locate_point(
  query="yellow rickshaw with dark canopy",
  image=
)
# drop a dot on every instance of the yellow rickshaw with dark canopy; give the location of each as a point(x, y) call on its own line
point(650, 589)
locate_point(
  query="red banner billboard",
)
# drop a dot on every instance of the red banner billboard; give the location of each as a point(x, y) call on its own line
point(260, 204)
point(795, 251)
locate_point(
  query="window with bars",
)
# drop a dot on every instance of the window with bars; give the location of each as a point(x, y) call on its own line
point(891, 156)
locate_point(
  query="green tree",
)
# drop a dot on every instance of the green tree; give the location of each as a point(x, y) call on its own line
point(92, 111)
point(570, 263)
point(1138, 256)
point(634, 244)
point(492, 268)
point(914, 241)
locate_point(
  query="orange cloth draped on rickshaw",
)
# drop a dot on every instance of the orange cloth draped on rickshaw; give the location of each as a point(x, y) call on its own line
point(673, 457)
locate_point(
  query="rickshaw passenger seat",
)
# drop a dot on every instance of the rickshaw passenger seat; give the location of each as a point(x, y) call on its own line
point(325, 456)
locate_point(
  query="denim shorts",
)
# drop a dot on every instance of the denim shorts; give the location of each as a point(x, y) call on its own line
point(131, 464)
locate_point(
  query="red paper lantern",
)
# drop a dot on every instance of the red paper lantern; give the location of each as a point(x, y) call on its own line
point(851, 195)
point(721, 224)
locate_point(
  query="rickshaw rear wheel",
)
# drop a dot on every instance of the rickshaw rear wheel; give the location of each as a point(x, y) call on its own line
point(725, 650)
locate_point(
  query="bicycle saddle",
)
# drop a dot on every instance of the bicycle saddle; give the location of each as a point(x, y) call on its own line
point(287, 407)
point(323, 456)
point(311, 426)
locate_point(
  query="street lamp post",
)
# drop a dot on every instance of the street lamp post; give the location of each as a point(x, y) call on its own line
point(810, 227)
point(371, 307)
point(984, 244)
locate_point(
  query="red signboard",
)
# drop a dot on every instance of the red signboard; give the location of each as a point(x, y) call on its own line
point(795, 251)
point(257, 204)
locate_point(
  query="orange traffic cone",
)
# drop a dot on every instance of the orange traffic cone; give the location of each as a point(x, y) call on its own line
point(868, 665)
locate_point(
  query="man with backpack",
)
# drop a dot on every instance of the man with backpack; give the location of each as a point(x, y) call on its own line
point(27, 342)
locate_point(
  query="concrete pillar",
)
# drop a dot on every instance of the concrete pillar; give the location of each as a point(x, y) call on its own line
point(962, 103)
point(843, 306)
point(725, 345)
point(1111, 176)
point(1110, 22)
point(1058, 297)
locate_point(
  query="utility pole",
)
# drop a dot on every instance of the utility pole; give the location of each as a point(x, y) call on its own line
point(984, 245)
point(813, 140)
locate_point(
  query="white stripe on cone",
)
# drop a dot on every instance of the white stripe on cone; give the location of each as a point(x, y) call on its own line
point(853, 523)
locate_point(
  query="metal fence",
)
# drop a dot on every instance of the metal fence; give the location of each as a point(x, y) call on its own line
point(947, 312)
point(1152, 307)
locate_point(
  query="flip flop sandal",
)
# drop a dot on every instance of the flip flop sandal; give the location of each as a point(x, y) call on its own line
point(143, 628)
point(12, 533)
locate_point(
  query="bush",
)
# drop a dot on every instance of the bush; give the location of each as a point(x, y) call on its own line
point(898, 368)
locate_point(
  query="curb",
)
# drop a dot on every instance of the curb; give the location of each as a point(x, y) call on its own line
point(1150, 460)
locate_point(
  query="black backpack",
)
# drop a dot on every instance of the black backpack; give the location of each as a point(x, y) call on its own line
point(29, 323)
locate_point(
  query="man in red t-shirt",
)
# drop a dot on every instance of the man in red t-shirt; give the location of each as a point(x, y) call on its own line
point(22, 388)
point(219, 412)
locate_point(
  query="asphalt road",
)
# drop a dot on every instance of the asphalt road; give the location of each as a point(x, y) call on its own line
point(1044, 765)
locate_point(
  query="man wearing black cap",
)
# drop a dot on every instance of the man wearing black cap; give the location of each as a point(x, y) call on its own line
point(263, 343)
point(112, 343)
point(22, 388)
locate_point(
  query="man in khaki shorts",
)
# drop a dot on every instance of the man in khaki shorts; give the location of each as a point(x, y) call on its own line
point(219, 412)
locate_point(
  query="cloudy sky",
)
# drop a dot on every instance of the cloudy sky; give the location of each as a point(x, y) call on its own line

+--

▶ [What to do]
Copy the lines above word for word, from the first to the last.

▶ [Exercise result]
locate_point(
  query="yellow rickshaw with dark canopy",
  image=
)
# drop a dot on every instance of the yellow rickshaw with dark canopy; give the location of each as a point(x, y) call on its own line
point(650, 589)
locate_point(
  query="red banner billboard",
)
# drop a dot on every instance of the red banner billboard; give the location of each as a point(x, y) call on its own line
point(260, 204)
point(795, 251)
locate_point(
  query="window with bars",
)
# drop a dot on every instance of the window with bars; give the location of each as a point(x, y) call on its own line
point(891, 156)
locate_point(
  query="green tree",
)
# drop a dot on every instance of the green tree; give the location of each as a point(x, y) call on its own line
point(92, 111)
point(570, 263)
point(1138, 256)
point(634, 244)
point(492, 268)
point(914, 241)
locate_point(
  query="orange cloth draped on rickshaw",
)
# drop a dot on every instance of the orange cloth draped on rickshaw; give the location of each as a point(x, y) call on its own line
point(673, 457)
locate_point(
  query="rickshaw passenger seat",
)
# drop a dot on every instance of the rickshaw passenger seat; give the location of each as a point(x, y) call on its own line
point(325, 456)
locate_point(
  query="denim shorts",
)
# drop a dot on every instance of the denim shorts; give the location of each as a point(x, y) call on its own line
point(131, 464)
locate_point(
  query="red paper lantern",
)
# drop a dot on every instance of the red paper lantern; give the location of each as a point(x, y) call on its own line
point(851, 195)
point(721, 224)
locate_point(
  query="rickshaw rear wheel",
)
# drop a dot on every instance of the rickshaw rear wheel; give the location of each as a point(x, y) call on its own line
point(725, 650)
locate_point(
  query="bicycle saddle",
)
# drop a dot on every instance of the bicycle saddle; give the location of each as a point(x, y) call on its own line
point(287, 407)
point(323, 456)
point(311, 426)
locate_point(
  query="street lamp post",
)
# drop a dot on every instance of the street lamp post; give the location of each as a point(x, y) call on its own line
point(810, 227)
point(371, 307)
point(984, 244)
locate_point(
  query="red signboard",
)
# drop a dot on every instance of the red signboard; give the location of each as a point(x, y) call on its own line
point(795, 251)
point(257, 204)
locate_point(
  query="orange traffic cone",
)
# drop a dot on every instance of the orange traffic cone; give the location of each as a point(x, y) call on its own line
point(868, 665)
locate_point(
  query="man with backpack",
)
# drop a dot on every instance of the man with backpack; give the location of each as a point(x, y) call on its own line
point(27, 342)
locate_point(
  query="concrete pillar",
)
# drop a dot on every instance of the concrete pillar; give the location of each as a point(x, y) call on its own line
point(962, 103)
point(843, 306)
point(725, 345)
point(1111, 176)
point(1110, 22)
point(1058, 297)
locate_point(
  query="utility pole",
)
# drop a dot on every instance of the utility pole; give the location of each as a point(x, y) call on its own line
point(984, 245)
point(813, 140)
locate_point(
  query="white stripe on cone",
)
# drop a dot on every instance of the white stripe on cone; give the location of each as a point(x, y) call on its own line
point(853, 523)
locate_point(
  query="metal fence",
)
# drop a dot on every instance of the metal fence; give the location of each as a point(x, y) call on its own line
point(947, 312)
point(1152, 307)
locate_point(
  query="flip flop sandal",
)
# drop a dot on every instance of the flip flop sandal; give the location of each as a point(x, y) call on its own line
point(143, 628)
point(12, 533)
locate_point(
  query="bush",
)
# drop a dot on every instance of the bush; give the location of each as a point(x, y) call on its own line
point(898, 368)
locate_point(
  query="curb",
)
# drop a dot on every instance of the curb; give the location of each as a point(x, y) call on its own line
point(1150, 460)
locate_point(
  query="black backpack",
)
# drop a dot on every instance of the black backpack; give the location of each as a point(x, y) call on its own line
point(29, 323)
locate_point(
  query="man in red t-shirt",
)
# drop a dot on every instance of the man in red t-shirt; give the location of each as a point(x, y) call on its own line
point(22, 388)
point(219, 412)
locate_point(
  query="asphalt road",
)
# drop a dot on every instance of the asphalt road; give the location of each as a point(x, y) call on its own line
point(1044, 765)
locate_point(
  query="man wearing black cap",
)
# drop a dot on every instance of the man wearing black cap; give the location of each as a point(x, y) call on its own line
point(263, 343)
point(112, 343)
point(22, 388)
locate_point(
  query="man in khaki shorts",
)
# drop a dot on every instance of the man in khaki shorts; give the location of each as a point(x, y) call on its own line
point(219, 412)
locate_point(
  query="cloudy sky",
)
# drop a dot on every instance of the cloudy sky; give the location of each as a point(x, y) call on its own line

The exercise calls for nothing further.